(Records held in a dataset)
● ● ● ● ● ● ●

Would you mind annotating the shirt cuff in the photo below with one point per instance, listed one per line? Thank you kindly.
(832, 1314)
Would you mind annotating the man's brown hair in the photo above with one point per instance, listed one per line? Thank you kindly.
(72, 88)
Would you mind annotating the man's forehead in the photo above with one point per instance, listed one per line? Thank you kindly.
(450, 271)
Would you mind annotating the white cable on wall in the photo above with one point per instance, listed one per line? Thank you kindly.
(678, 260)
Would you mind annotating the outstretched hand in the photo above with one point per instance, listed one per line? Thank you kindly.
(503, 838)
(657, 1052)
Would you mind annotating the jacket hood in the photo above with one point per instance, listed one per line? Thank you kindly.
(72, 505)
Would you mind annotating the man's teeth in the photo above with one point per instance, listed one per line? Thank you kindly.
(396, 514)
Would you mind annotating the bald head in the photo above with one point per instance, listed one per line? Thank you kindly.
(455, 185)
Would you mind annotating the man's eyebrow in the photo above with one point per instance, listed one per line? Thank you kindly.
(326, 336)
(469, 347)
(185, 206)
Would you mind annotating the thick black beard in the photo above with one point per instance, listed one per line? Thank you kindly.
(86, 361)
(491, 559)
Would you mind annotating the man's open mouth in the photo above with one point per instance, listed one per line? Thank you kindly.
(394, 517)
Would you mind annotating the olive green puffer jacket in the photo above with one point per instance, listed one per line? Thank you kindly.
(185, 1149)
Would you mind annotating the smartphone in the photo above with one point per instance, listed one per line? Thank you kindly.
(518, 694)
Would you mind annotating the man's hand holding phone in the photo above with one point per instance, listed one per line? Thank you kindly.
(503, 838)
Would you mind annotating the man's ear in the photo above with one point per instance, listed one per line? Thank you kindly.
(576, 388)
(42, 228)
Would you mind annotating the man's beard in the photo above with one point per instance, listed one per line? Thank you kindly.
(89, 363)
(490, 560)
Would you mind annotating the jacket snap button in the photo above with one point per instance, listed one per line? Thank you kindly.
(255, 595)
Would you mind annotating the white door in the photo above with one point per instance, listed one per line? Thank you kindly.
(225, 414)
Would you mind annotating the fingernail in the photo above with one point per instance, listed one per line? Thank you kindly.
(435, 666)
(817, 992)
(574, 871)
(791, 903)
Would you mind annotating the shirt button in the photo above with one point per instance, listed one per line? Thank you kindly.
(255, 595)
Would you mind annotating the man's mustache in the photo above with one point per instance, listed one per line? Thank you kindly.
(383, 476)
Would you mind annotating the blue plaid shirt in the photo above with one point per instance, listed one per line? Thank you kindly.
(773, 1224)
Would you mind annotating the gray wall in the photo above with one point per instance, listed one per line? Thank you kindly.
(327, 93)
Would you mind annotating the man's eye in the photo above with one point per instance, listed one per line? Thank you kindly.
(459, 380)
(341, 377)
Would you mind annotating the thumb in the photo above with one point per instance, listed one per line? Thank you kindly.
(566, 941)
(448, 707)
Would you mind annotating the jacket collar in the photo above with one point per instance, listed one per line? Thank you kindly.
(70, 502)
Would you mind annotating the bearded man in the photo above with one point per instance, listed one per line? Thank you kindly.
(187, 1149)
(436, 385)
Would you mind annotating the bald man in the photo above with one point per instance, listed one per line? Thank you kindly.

● ● ● ● ● ● ●

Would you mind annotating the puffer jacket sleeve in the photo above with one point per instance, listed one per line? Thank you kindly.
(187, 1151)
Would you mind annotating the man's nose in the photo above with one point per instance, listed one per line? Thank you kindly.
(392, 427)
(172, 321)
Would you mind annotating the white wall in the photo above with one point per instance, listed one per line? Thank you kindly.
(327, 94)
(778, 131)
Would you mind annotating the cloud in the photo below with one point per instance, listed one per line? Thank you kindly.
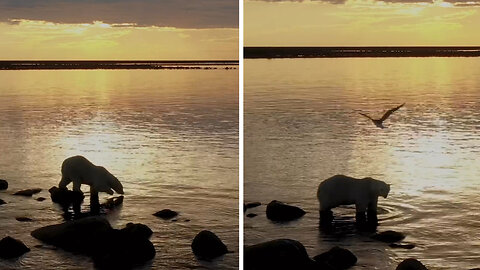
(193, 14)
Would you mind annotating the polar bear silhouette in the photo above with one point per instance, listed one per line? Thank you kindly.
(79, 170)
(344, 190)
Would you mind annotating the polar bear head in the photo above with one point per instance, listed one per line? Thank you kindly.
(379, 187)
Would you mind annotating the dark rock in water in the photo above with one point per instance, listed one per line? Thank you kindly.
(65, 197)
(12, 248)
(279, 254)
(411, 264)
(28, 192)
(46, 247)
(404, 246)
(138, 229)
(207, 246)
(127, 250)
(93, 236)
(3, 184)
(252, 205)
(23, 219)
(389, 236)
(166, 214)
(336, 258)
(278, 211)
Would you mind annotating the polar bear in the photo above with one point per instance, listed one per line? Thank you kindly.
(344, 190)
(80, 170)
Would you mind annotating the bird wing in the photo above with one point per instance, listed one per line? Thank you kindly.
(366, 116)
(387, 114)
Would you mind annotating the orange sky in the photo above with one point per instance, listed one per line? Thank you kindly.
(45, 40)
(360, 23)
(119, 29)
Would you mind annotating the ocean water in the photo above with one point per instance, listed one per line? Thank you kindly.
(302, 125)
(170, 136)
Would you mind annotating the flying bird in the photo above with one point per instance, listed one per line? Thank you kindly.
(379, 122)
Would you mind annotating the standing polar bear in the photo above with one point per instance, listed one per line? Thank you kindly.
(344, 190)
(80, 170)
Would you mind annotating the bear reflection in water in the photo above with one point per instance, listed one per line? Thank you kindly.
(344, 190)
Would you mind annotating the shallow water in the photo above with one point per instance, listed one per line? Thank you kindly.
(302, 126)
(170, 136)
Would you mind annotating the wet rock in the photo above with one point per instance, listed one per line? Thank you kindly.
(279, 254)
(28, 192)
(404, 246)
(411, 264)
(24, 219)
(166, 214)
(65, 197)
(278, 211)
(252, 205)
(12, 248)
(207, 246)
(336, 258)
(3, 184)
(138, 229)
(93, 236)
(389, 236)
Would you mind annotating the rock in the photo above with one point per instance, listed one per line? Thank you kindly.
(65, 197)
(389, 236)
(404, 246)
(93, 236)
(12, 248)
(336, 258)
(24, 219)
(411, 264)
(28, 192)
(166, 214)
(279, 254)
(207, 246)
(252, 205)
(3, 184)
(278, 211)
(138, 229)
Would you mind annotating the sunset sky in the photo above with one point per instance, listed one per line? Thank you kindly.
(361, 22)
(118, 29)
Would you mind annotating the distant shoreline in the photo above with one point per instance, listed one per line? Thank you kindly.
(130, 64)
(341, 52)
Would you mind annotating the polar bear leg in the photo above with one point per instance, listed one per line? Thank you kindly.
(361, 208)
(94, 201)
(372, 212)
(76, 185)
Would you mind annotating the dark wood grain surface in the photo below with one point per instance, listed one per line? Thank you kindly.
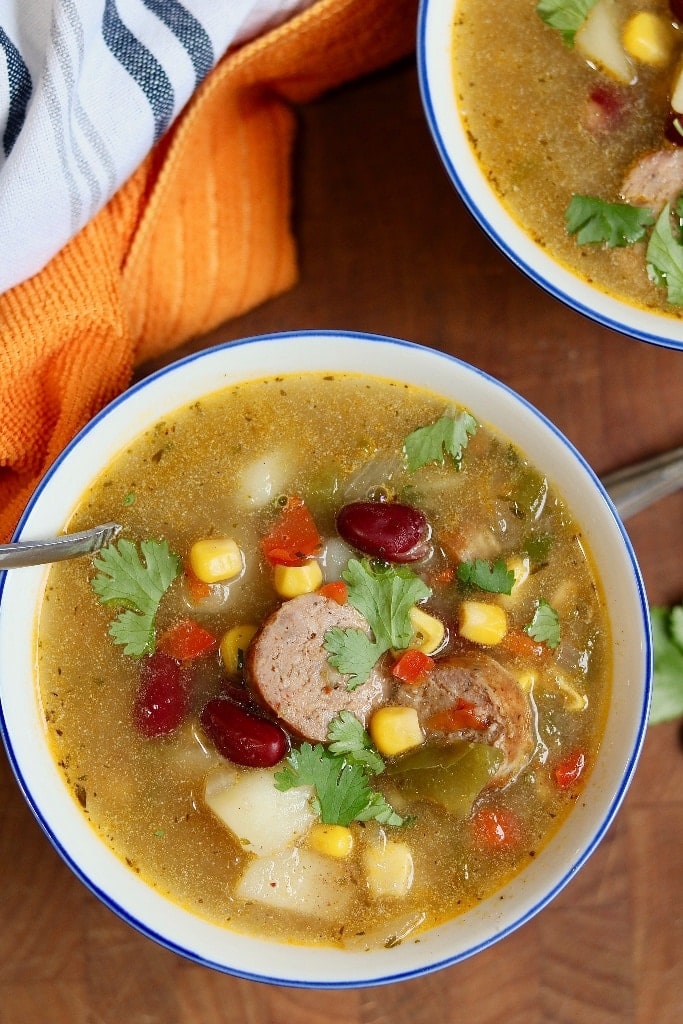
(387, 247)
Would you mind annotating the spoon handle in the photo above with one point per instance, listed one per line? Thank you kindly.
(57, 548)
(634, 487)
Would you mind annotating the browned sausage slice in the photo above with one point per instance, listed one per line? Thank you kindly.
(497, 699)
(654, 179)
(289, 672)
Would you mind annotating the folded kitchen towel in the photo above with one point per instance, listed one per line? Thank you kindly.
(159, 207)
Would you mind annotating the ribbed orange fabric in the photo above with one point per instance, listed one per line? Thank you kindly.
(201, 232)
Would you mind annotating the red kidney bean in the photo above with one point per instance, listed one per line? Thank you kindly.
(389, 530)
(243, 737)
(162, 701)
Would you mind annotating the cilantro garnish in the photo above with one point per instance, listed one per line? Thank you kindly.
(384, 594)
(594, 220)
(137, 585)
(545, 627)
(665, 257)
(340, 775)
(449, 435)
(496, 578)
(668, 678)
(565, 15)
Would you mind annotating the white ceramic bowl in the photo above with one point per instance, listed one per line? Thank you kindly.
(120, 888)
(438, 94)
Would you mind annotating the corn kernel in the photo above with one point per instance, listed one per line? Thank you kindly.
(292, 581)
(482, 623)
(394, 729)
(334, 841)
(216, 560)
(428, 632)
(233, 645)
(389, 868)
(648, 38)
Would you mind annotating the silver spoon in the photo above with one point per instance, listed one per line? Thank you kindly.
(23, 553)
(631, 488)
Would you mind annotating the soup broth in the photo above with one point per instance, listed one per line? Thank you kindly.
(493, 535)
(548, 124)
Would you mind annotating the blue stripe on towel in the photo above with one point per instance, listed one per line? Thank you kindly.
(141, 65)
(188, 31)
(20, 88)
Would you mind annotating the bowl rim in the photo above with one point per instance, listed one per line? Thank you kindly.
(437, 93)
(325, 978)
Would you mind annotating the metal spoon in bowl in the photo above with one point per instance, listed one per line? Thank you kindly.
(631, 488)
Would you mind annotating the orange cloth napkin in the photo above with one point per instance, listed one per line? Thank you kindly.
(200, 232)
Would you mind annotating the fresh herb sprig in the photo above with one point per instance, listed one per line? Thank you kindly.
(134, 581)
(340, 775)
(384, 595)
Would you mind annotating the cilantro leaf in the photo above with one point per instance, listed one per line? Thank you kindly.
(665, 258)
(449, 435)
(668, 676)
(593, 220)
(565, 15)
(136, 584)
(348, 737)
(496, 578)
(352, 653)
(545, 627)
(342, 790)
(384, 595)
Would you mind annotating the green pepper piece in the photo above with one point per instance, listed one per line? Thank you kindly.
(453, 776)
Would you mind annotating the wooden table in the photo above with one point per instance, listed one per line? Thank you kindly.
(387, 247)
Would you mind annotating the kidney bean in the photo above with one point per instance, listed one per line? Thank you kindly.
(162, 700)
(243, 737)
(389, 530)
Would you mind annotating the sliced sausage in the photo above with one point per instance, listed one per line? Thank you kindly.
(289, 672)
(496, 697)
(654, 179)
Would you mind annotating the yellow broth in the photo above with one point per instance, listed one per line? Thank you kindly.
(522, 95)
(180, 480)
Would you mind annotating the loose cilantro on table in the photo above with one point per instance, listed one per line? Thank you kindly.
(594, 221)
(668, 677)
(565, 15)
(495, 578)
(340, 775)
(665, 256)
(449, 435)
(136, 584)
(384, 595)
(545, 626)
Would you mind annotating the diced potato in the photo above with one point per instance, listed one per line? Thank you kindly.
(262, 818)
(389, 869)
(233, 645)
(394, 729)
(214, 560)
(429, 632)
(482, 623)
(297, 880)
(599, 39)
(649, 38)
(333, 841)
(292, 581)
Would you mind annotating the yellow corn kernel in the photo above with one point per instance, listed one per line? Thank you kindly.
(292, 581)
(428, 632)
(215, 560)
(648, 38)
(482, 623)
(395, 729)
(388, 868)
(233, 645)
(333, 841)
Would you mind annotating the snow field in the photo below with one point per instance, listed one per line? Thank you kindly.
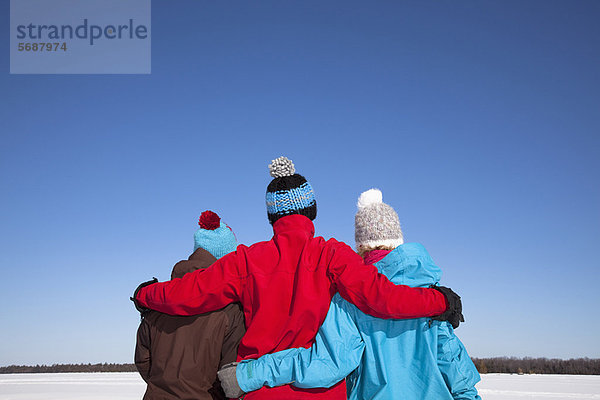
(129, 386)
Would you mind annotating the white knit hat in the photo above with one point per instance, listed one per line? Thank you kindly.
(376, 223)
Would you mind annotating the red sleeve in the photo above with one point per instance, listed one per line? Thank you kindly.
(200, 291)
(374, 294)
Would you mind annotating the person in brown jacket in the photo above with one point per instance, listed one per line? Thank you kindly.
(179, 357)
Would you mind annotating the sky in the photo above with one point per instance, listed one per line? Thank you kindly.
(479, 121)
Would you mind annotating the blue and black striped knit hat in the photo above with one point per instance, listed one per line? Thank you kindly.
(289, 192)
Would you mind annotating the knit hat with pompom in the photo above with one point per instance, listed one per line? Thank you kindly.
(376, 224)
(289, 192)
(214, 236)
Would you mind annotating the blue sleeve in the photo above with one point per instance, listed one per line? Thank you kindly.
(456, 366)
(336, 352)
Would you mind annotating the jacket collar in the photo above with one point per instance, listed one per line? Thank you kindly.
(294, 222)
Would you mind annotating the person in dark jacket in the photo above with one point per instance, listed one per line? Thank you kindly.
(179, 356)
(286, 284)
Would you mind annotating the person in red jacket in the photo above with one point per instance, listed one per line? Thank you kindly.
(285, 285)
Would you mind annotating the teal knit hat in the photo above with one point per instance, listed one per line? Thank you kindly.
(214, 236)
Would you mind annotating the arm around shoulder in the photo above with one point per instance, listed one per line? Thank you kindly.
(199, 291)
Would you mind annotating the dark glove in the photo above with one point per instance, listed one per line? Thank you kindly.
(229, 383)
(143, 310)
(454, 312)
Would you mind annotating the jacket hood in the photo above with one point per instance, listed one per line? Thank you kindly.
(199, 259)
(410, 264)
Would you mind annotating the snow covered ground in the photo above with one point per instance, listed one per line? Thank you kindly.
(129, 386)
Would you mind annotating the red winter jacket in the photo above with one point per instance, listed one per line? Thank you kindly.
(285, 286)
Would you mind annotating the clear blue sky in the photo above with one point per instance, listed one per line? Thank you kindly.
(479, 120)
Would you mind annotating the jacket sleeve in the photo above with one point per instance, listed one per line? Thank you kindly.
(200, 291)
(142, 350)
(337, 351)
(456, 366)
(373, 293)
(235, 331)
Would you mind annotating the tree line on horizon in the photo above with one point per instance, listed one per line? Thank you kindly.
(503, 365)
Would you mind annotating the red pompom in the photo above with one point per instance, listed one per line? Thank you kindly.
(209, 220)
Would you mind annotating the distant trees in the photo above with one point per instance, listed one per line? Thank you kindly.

● ● ● ● ● ● ●

Task to complete:
Return the listing lines word for word, starting at the line that contains "Would you mind annotating the shirt cuff" and ending at the line that contains "(185, 1149)", both ends included.

Answer to this problem:
Would you mind annotating the shirt cuff in the photo below with one point per instance, listed one per line? Thank you kindly.
(832, 1314)
Would you mind annotating the man's brown hair in the photo above with one point per instance, listed one per line? Thank you kindly.
(72, 88)
Would you mind annotating the man's forehead in the photo above with one point per instance, listed one per line? Thank you kindly.
(450, 271)
Would you mind annotating the white cable on wall in the photo above with one point per instance, listed one per line? Thank you kindly.
(678, 260)
Would you mind annotating the outstretched hand in the photo above with one point per instance, listed one per line? Thank you kindly.
(503, 838)
(657, 1052)
Would you mind annotating the jacket hood in the photo above with one point per instance, listed one per line? Thank you kindly.
(72, 505)
Would you mind annotating the man's teeth in the photo above with one point per instance, listed one per line? Thank you kindly.
(396, 514)
Would you mind annotating the bald head in the photo above with one point per instance, listed one per line? Thank you kindly.
(455, 185)
Would you mind annotating the man's eyebrow in the photo above with one point per instance, listed one per line? Thank you kindly.
(326, 336)
(469, 347)
(185, 206)
Would you mind annotating the thick black beard in the photo above with one point per instance, listed one per line? Thank you kindly.
(86, 361)
(491, 559)
Would you mind annotating the man's open mouth in the photo above with one point per instance, listed one per line? Thank you kindly.
(394, 517)
Would you mind annotating the olive green puffer jacket in the photo above with one point per instance, listed one per line? Thank you kindly.
(185, 1149)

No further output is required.